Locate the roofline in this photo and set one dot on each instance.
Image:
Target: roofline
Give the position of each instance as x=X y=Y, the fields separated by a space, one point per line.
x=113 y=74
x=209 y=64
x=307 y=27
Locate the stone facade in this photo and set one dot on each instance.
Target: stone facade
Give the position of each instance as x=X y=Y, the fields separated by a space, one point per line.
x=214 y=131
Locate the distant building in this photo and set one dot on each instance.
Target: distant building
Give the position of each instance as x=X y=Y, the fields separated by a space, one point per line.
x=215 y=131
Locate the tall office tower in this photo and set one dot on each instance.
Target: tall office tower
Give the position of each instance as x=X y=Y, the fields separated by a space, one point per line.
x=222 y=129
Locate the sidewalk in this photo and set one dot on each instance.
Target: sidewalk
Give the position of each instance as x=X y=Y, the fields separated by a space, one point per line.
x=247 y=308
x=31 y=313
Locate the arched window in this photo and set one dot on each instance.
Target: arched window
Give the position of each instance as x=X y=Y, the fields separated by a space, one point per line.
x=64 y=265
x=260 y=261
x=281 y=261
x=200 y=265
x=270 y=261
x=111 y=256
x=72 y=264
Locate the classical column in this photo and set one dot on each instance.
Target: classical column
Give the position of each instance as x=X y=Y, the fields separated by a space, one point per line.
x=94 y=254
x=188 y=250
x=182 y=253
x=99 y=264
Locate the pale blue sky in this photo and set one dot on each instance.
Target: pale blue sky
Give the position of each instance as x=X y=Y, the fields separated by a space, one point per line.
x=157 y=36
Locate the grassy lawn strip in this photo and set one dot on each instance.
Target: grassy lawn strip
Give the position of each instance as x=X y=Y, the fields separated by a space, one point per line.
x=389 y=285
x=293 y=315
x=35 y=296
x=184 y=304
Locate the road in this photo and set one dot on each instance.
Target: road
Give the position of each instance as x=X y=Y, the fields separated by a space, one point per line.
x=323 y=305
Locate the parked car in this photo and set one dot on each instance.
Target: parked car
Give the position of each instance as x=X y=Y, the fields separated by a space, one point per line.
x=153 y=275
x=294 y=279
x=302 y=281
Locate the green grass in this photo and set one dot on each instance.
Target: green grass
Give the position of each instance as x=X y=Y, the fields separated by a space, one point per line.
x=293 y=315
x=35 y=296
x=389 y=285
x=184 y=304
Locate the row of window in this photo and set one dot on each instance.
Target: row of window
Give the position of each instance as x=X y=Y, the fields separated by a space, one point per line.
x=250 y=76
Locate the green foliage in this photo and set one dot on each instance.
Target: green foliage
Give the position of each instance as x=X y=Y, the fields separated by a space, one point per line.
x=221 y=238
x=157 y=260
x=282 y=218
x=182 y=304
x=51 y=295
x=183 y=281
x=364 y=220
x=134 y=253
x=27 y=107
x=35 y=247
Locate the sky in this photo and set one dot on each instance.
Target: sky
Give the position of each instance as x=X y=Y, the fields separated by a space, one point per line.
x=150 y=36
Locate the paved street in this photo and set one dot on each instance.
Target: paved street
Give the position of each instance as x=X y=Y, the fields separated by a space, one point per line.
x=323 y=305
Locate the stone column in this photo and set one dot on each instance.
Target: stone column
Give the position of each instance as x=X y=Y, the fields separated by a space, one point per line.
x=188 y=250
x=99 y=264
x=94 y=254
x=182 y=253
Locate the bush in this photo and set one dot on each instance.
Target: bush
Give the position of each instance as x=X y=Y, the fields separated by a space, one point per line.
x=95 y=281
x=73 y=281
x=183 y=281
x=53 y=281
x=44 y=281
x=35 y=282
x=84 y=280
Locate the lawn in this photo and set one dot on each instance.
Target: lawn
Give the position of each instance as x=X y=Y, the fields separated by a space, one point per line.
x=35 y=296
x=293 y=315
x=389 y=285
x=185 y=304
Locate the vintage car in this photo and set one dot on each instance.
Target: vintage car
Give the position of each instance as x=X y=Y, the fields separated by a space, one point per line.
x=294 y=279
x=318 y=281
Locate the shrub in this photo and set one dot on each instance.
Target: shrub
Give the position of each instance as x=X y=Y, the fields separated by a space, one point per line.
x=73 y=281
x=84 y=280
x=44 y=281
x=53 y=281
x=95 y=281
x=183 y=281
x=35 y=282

What is expected:
Reproduce every one of the rows above verbatim, with no alterations.

Solution to this task:
Locate the roofline in this photo and set one dot on each instance.
Image:
Target: roofline
Give the position of each instance as x=X y=Y, the fields separated by a space, one point per line.
x=113 y=74
x=209 y=64
x=307 y=27
Locate the stone facade in this photo and set one dot on each instance.
Target: stone facade
Give the position of each instance as x=X y=Y, the fields separated by a space, one point per line.
x=214 y=131
Locate the distant building in this photo and set one dot on each instance.
Target: distant building
Give the position of each instance as x=X y=Y, the fields separated by a space, one point per line.
x=215 y=131
Locate the tall office tower in this photo and set one dot on each instance.
Target: tall office tower
Give the position of each instance as x=X y=Y, the fields separated by a space, one point per line.
x=222 y=129
Locate the sidewalk in this photo and set one dot on each instance.
Target: sidewalk
Give the position of each instance as x=X y=Y, the fields separated by a space, one point per line.
x=247 y=308
x=31 y=313
Locate the arched window in this photo and set one dot on each instance.
Target: arched window
Give the position of each instance as x=X y=Y, the fields separated by a space, one point per line.
x=64 y=265
x=260 y=261
x=281 y=261
x=200 y=265
x=270 y=261
x=111 y=256
x=72 y=264
Locate the classical column in this photo and set one dot on each instance.
Target: classical column
Give the position of each instance as x=X y=Y, the fields separated by a space, one point per line.
x=94 y=254
x=188 y=250
x=182 y=253
x=99 y=264
Locate the pale blue sky in this photo and set one dot on each instance.
Target: pale blue sky
Give the position of each instance as x=X y=Y, the fields separated by a space, one point per line.
x=157 y=36
Locate the grassy lawn strip in this photo and set one dot on each instance.
Target: grassy lawn strip
Give the position of each instance as x=X y=Y, the fields separated by a space, one point per line.
x=389 y=285
x=293 y=315
x=35 y=296
x=184 y=304
Locate the road in this photo and set one dot on each instance.
Target: road
Give the position of each instance as x=X y=Y, the fields separated by a space, one point per line.
x=323 y=305
Locate the parked car in this photo and set one dot on each instance.
Target: parked car
Give the position of each instance as x=X y=Y, the fields separated by a space, one point per line.
x=153 y=275
x=294 y=279
x=302 y=281
Locate the green grass in this photo and set one dot on each instance.
Target: green grass
Give the position of each instance as x=X y=Y, the fields separated by a space, one point per line.
x=293 y=315
x=35 y=296
x=389 y=285
x=184 y=304
Locate the row of window in this photo and set one dot on each instance.
Target: row of window
Give the position of each instance as x=X y=Y, the fields separated by a space, one point per line.
x=250 y=76
Locate the green foliage in this photo and set one dot on each instance.
Target: green foliage
Give the position of each instance as x=X y=Y, the fields separated by a space, one point per line.
x=221 y=238
x=157 y=260
x=282 y=218
x=182 y=304
x=51 y=295
x=183 y=281
x=364 y=220
x=134 y=253
x=27 y=107
x=35 y=247
Locate the sky in this photo and set one dot on each instance.
Target: sky
Give the position of each instance as x=X y=Y, the fields separated by a space, one point per line.
x=150 y=36
Locate the paved street in this photo and set one dot on each instance.
Target: paved street
Give the position of each instance as x=X y=Y, the fields separated by a space, one point per line.
x=323 y=305
Locate the stone column in this photo and set one dot on each instance.
Target: stone column
Give the position of each instance as x=X y=Y, the fields separated by a space, one point per line.
x=188 y=250
x=99 y=264
x=94 y=254
x=182 y=253
Locate the bush in this photo and set one dot on each instance.
Target: bush
Give the position of each instance as x=X y=Y, the fields separated by a space, one point per line.
x=95 y=281
x=73 y=281
x=183 y=281
x=53 y=281
x=44 y=281
x=35 y=282
x=84 y=280
Locate the lawn in this photo and set one dot on each instance.
Target: lawn
Give the position of each instance as x=X y=Y, the fields separated by a space, one point per line.
x=35 y=296
x=293 y=315
x=389 y=285
x=185 y=304
Locate the vintage car in this photo and set one dot on each instance.
Target: vintage car
Give the position of each instance as x=X y=Y, the fields separated by a space, one point per line.
x=294 y=279
x=318 y=281
Locate the shrub in this photo and set one dot on each instance.
Target: shrub
Give the position of each instance as x=X y=Y, the fields separated by a space, one point per line.
x=73 y=281
x=84 y=280
x=44 y=281
x=53 y=281
x=95 y=281
x=183 y=281
x=35 y=282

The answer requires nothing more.